WHAT TO WORK ON: Render every entry verbatim.

[[ EXCERPTED DATA open ]]

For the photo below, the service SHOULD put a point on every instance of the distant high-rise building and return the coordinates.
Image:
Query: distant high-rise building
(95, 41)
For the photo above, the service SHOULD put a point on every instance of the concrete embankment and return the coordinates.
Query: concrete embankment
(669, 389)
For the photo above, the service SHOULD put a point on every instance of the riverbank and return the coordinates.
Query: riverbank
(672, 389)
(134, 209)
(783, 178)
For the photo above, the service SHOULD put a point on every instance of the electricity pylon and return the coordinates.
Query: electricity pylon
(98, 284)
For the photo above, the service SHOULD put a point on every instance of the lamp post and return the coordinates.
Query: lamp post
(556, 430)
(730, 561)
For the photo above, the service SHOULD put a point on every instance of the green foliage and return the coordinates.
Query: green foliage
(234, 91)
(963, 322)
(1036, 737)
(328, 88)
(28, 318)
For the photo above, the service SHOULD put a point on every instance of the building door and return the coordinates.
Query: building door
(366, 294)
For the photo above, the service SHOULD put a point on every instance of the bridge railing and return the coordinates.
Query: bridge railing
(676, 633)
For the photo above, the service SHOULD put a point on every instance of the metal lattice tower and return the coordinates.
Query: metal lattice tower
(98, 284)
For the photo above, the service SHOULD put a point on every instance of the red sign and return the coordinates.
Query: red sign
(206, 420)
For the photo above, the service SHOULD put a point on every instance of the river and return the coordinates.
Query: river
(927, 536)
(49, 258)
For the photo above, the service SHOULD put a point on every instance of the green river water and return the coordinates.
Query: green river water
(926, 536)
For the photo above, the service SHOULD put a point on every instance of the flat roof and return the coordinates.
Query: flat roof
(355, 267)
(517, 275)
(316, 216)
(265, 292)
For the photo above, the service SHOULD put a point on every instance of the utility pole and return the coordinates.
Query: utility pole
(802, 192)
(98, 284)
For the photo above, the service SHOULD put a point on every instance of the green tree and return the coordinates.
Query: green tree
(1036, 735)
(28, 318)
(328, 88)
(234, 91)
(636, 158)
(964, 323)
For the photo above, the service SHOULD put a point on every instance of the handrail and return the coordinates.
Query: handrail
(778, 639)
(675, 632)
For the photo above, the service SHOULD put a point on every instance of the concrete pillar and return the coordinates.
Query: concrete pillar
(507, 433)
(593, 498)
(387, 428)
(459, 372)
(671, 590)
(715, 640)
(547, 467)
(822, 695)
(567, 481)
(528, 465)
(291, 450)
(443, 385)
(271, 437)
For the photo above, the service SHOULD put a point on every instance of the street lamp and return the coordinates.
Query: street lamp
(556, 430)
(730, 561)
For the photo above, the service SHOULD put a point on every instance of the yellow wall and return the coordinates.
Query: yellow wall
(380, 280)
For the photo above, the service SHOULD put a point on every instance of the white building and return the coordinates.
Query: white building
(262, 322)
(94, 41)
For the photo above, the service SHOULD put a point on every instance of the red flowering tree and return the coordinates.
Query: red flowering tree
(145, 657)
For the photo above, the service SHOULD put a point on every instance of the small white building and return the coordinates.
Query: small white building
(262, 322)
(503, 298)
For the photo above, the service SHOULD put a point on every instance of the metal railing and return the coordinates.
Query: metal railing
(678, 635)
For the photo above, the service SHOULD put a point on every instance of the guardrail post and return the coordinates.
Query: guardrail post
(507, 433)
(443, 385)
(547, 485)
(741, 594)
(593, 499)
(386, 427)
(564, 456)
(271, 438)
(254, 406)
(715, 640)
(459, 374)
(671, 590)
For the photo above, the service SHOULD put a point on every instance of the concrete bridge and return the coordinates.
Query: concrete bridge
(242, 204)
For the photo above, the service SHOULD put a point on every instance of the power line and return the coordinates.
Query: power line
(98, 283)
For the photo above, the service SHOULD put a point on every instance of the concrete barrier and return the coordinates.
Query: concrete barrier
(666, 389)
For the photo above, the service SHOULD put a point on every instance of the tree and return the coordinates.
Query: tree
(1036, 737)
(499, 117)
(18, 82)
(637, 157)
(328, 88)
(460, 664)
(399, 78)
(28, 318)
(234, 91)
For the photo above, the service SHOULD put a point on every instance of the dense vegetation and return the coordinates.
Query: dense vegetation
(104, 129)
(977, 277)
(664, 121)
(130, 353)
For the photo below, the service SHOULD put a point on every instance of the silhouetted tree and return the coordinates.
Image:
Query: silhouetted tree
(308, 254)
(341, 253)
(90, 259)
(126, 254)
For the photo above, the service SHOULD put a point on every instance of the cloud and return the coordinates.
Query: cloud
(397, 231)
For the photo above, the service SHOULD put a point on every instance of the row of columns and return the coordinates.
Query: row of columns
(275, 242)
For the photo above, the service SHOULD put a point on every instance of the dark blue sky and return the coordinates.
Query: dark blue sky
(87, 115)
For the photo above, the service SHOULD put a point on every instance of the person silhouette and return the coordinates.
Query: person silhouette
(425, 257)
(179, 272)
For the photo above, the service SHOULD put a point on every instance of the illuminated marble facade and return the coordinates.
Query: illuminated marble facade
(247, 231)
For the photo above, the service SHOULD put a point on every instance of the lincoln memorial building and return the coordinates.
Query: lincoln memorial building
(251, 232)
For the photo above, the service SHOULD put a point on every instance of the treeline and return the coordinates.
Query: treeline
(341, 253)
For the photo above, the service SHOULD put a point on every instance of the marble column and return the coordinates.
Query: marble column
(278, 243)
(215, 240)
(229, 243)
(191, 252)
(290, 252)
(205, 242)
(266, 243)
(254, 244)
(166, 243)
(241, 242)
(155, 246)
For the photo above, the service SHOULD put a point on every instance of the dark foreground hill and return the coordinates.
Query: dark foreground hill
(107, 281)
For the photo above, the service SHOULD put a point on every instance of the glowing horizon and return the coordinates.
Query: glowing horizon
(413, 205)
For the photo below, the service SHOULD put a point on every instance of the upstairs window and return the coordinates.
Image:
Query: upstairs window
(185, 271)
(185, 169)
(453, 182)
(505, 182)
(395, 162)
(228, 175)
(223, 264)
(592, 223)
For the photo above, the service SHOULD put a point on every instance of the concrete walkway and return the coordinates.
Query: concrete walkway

[[ EXCERPTED DATA closed ]]

TASK RESULT:
For the photo below, the service SHOULD put a point on every instance of the distant high-rise building and return the coordinates.
Image:
Query: distant high-rise building
(95, 41)
For the photo above, the service SHOULD put a point on every instance of the concrete embankment and return the coordinates.
Query: concrete embankment
(669, 389)
For the photo above, the service SHOULD put a point on every instance of the riverbank and return the coordinates.
Query: riverbank
(672, 389)
(134, 209)
(783, 178)
For the photo above, the service SHOULD put a point on every instance of the electricity pylon and return the coordinates.
Query: electricity pylon
(98, 284)
For the photo above, the service SHOULD put a point on every instance of the lamp post and return the coordinates.
Query: lamp post
(556, 430)
(730, 561)
For the photo above, the service SHOULD put a point on every instance of the green foliage and return the coordinates.
Query: green foliage
(234, 91)
(963, 322)
(1036, 737)
(328, 88)
(28, 318)
For the photo above, the service SHOULD put a point on every instance of the building door and return the coordinates.
Query: building door
(366, 294)
For the photo above, the service SHOULD put a point on every instance of the bridge railing and return the coordinates.
Query: bridge railing
(676, 633)
For the photo above, the service SHOULD put a point on every instance of the metal lattice tower and return the coordinates.
Query: metal lattice tower
(98, 284)
For the photo above, the service SHOULD put a point on every instance of the red sign and return the coordinates.
Query: red sign
(206, 420)
For the photo above, the service SHOULD put a point on every instance of the river and return the coordinates.
Query: river
(927, 536)
(49, 258)
For the photo above, the service SHOULD put a point on every instance of the green river water and return the coordinates.
Query: green river water
(926, 536)
For the photo above, the service SHOULD put a point on every instance of the flat roof and return the coordinates.
Query: flat roof
(355, 267)
(517, 275)
(316, 216)
(265, 292)
For the photo above, the service SHOULD put a point on every instance of the utility pole and return the coordinates.
Query: utility pole
(802, 192)
(98, 284)
For the photo above, the service SHOULD put a point on every instance of the green tree and return the coordinates.
Query: green tree
(1036, 735)
(28, 318)
(328, 88)
(234, 91)
(636, 158)
(964, 323)
For the photo above, the service SHOULD put a point on every instance of the handrail and return the coordinates.
Query: handrail
(778, 639)
(675, 632)
For the photo above, the service SHOULD put a point on every instance of the concrete pillar and return the coordinates.
Query: concrete pillar
(507, 433)
(593, 498)
(387, 428)
(459, 372)
(671, 590)
(715, 640)
(547, 467)
(822, 695)
(567, 481)
(528, 465)
(291, 450)
(443, 385)
(271, 437)
For the photo above, the service SHOULD put a point on every instance of the street lamp and return the coordinates.
Query: street lamp
(556, 430)
(730, 561)
For the photo above, the service SHOULD put a point on every instance of the yellow wall and return the coordinates.
Query: yellow wall
(380, 280)
For the photo above, the service SHOULD put a point on every instance of the white building and return the coordinates.
Query: white building
(262, 322)
(94, 41)
For the photo above, the service SHOULD put a point on every instance of the red flowering tree and return the coordinates.
Query: red flowering tree
(145, 657)
For the photo above, the service SHOULD put a point on every instance of the small white building and return the coordinates.
Query: small white building
(262, 322)
(503, 298)
For the photo above, the service SHOULD put a point on every instance of the metal railing and return the coordinates.
Query: metal railing
(678, 635)
For the photo above, the service SHOULD put a point on every instance of the guardrail post and return the coordinates.
Query: guardrail post
(507, 433)
(443, 385)
(547, 485)
(741, 594)
(593, 499)
(386, 427)
(564, 456)
(271, 438)
(254, 406)
(715, 640)
(459, 374)
(671, 590)
For the photo above, the service SHOULD put a point on every instance of the concrete bridge and return the coordinates.
Query: concrete bridge
(242, 204)
For the photo above, the service SHOULD put a point on every instance of the power line and return the coordinates.
Query: power line
(98, 283)
For the photo above, the service SHOULD put a point on every instance of the concrete barrier and return the coordinates.
Query: concrete barrier
(666, 389)
For the photo above, the service SHOULD put a point on every instance of the tree and return the coordinates.
Query: tree
(1036, 737)
(499, 117)
(18, 82)
(637, 157)
(328, 88)
(460, 664)
(399, 78)
(28, 318)
(234, 91)
For the photo above, the service SHOULD put a point on every instance of the dense vegetation and return the coordinates.
Query: dense vegetation
(104, 129)
(977, 277)
(664, 121)
(130, 353)
For the photo below, the service SHOULD put a point on every instance of the silhouetted tree and return the coordinates.
Image:
Query: silhouetted tree
(308, 254)
(341, 253)
(90, 259)
(126, 254)
For the photo above, the service SHOULD put a point on every instance of the cloud and return the coordinates.
Query: cloud
(397, 231)
For the photo above, the service SHOULD put a point on every instance of the row of columns and return the coordinates.
Query: row of columns
(275, 242)
For the photo above, the service SHOULD put a point on every instance of the dark blue sky and return the coordinates.
Query: dark blue sky
(87, 115)
For the photo above, the service SHOULD put a point on every instance of the person silhouette and return the coordinates.
Query: person silhouette
(425, 257)
(179, 272)
For the photo above, the service SHOULD put a point on every instance of the illuminated marble facade and return the coordinates.
Query: illuminated marble facade
(247, 231)
For the photo above, the service SHOULD put a point on every instance of the lincoln memorial building and return the coordinates.
Query: lincoln memorial building
(251, 232)
For the photo above, the service SHOULD put a point on every instance of the treeline and return the coordinates.
Query: treeline
(341, 253)
For the photo above, the service SHOULD put a point on every instance of the marble column and return the coordinates.
Query: marble column
(278, 243)
(215, 240)
(229, 243)
(191, 252)
(290, 252)
(205, 242)
(266, 243)
(254, 244)
(166, 243)
(241, 242)
(155, 246)
For the photo above, the service SHOULD put a point on every instance of the dark foreground hill and return the coordinates.
Query: dark foreground hill
(107, 281)
For the photo above, the service SHOULD put a point on every instance of the glowing horizon and return the coordinates.
Query: glowing horizon
(413, 205)
For the photo below, the service SHOULD put a point on every instance of the upstairs window and return the coordinates.
Image:
Query: upstairs window
(185, 271)
(185, 169)
(453, 182)
(505, 182)
(395, 162)
(228, 175)
(223, 264)
(592, 223)
For the photo above, the service SHOULD put a point on every instance of the concrete walkway and return the coordinates.
Query: concrete walkway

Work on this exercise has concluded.